---------- DATA ----------

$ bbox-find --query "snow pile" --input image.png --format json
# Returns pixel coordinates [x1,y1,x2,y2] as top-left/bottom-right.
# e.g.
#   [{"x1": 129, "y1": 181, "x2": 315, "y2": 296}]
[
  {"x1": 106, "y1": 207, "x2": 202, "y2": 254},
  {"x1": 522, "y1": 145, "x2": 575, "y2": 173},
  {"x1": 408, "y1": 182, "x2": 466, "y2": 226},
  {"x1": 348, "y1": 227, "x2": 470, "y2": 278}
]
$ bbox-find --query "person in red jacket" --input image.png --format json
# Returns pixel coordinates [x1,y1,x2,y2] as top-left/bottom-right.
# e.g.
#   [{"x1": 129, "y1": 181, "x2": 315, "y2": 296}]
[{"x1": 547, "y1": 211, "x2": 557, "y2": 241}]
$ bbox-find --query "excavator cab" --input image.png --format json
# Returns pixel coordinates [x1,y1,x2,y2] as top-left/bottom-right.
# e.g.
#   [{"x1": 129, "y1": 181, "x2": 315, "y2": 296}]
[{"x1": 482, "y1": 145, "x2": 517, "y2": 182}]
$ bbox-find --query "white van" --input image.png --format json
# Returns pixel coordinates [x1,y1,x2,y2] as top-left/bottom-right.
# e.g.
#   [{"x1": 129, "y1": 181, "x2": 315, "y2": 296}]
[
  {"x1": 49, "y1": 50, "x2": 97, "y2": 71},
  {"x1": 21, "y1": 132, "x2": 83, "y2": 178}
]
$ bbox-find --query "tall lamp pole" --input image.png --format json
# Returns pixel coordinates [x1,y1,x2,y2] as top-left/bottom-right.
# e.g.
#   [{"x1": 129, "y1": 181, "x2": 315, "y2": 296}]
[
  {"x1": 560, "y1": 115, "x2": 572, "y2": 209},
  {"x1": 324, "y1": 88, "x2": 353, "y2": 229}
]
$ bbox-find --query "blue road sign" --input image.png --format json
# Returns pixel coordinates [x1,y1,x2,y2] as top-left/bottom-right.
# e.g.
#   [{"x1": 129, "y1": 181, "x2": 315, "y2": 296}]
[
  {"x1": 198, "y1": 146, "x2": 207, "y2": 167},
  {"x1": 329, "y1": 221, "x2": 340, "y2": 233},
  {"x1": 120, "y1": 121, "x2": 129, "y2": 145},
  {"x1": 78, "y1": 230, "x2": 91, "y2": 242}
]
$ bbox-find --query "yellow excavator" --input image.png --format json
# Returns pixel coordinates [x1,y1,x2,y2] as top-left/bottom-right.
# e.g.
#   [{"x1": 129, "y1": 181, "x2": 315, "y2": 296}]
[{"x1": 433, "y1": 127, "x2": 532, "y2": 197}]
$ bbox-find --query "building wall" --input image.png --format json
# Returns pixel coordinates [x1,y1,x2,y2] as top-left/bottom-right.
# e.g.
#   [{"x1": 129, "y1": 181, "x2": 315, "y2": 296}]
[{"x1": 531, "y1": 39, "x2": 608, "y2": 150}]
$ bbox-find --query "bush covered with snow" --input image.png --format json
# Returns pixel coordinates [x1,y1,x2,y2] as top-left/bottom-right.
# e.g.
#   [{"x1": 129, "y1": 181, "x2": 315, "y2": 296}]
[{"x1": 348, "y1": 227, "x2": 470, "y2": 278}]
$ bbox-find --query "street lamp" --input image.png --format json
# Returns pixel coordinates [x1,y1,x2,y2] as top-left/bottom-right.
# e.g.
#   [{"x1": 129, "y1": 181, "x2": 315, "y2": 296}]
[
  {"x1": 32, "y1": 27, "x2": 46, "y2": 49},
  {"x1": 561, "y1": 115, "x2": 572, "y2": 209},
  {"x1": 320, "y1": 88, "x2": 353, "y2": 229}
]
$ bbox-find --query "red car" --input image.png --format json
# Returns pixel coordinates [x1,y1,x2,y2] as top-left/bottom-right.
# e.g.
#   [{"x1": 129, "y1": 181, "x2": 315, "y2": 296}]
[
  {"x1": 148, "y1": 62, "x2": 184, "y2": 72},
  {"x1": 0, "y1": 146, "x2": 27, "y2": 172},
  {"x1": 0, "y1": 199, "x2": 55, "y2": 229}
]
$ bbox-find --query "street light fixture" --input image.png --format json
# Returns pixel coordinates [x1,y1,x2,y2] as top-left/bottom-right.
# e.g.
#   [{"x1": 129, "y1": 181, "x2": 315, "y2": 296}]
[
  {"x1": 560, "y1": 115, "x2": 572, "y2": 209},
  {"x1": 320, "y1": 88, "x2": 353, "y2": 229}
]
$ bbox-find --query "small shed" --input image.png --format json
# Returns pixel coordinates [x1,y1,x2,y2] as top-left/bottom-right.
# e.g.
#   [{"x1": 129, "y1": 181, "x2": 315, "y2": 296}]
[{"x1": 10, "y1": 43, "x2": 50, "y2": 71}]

----------

** THE REQUEST **
Pull out and copy every line in the items above that contains the word "snow". Case counts.

** SOLUTION FOR THIS EXERCISE **
$ bbox-find --query "snow pile" --input image.png --format json
$ bbox-find --query "bush covered with snow" --input image.png --format json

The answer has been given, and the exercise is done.